• _EXERCISE TASK_
Copy out verbatim the lines of the records below, from the line containing "the white jersey, returned" to the line containing "[[588, 51], [396, 98]]", both included, and nothing else.

start RECORD EXTRACTS

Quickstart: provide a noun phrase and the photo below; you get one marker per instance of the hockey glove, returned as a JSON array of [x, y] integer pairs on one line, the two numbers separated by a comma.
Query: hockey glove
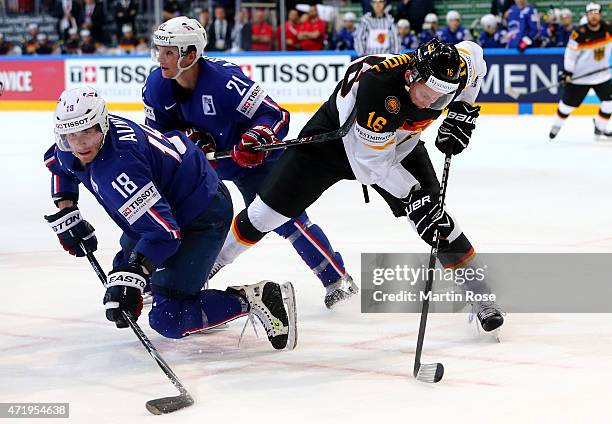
[[455, 132], [204, 141], [124, 289], [72, 230], [565, 77], [425, 215], [244, 153]]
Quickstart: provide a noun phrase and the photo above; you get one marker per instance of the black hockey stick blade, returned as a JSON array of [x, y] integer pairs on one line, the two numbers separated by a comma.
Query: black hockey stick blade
[[169, 404], [430, 373]]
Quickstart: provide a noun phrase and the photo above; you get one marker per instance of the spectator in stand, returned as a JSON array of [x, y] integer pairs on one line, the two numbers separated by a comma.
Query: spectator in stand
[[68, 13], [344, 39], [292, 26], [5, 47], [241, 34], [44, 45], [128, 41], [172, 9], [312, 32], [490, 37], [377, 32], [262, 32], [414, 11], [408, 39], [455, 33], [220, 32], [500, 7], [93, 19], [72, 44], [523, 25], [125, 14], [31, 42], [430, 29], [565, 29], [88, 44]]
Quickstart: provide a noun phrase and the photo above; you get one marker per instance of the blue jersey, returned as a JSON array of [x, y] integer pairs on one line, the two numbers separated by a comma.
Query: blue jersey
[[488, 41], [151, 185], [523, 22], [462, 34], [225, 104], [409, 41]]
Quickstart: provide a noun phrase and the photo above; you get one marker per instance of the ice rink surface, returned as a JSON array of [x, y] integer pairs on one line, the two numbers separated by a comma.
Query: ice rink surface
[[511, 191]]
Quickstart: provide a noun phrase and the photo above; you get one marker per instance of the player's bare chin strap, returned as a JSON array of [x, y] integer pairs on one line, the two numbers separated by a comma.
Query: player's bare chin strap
[[248, 227]]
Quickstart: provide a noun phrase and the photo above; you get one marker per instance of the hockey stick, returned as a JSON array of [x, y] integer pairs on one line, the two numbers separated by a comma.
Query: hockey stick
[[155, 406], [332, 135], [512, 92], [431, 373]]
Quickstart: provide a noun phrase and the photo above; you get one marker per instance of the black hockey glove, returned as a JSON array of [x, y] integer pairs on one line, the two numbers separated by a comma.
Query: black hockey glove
[[124, 288], [456, 130], [565, 77], [72, 230], [424, 213]]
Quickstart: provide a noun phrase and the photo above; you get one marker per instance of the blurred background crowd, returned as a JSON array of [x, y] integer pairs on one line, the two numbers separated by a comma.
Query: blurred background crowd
[[38, 27]]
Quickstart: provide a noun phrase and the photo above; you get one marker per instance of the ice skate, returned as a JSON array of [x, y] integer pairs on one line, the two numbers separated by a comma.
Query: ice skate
[[602, 135], [340, 291], [553, 132], [274, 305]]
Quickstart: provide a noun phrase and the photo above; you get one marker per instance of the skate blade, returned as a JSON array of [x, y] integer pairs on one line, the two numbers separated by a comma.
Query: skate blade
[[288, 293]]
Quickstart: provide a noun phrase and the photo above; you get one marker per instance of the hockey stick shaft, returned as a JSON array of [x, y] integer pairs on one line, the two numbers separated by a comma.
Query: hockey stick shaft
[[332, 135], [430, 270], [139, 333], [515, 95]]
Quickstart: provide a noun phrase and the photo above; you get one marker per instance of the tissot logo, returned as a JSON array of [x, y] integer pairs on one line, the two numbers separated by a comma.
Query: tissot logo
[[110, 74]]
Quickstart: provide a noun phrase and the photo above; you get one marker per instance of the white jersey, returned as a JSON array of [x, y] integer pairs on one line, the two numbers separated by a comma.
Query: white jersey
[[377, 36], [589, 51], [388, 126]]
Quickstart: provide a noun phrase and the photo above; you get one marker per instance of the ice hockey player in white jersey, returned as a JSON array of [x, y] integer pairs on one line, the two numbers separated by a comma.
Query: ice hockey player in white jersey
[[588, 51], [396, 98]]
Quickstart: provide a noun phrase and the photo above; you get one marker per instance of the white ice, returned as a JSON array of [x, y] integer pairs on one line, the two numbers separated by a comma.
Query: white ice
[[512, 191]]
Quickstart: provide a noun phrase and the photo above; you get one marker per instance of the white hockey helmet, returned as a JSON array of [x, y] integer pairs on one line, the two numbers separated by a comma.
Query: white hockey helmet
[[488, 22], [185, 33], [452, 15], [78, 109]]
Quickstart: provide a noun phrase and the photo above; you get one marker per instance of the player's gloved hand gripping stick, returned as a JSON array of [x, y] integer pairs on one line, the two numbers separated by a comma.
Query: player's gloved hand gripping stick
[[332, 135]]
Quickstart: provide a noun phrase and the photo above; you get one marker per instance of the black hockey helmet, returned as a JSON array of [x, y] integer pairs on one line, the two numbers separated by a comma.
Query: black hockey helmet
[[437, 64]]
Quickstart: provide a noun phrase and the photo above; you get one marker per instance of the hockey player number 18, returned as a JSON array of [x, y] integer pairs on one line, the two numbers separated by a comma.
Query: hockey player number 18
[[128, 185]]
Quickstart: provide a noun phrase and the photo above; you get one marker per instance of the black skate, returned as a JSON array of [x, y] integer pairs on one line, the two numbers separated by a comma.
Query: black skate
[[274, 305], [553, 132], [490, 316], [339, 291], [602, 135]]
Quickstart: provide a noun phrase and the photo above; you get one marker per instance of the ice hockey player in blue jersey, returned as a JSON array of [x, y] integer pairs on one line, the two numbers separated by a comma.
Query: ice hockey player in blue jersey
[[221, 109], [454, 33], [174, 213]]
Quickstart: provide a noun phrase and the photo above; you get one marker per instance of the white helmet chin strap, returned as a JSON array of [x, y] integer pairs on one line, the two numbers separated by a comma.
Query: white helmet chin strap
[[181, 69]]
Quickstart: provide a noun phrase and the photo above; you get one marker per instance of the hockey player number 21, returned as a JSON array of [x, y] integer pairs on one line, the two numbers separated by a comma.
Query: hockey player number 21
[[234, 83], [378, 123]]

end RECORD EXTRACTS

• _TASK OUTPUT_
Quickstart: provide a noun phrase and the photo above; you get one marker per instance of the white jersey, returned as a JSON array of [x, y] integer pairs on one line, the two numbers separated by a comma.
Query: white jersey
[[377, 36], [589, 51], [388, 126]]
Quickstart: provide a noun phrase and the photo above; you get one marker per instance of the ice hockey player in white jersey, returned as a JSON array of [x, y] integer pairs on one line, the two numbers separated by a comma.
Query: ice hockey player in white jersey
[[588, 51], [396, 98]]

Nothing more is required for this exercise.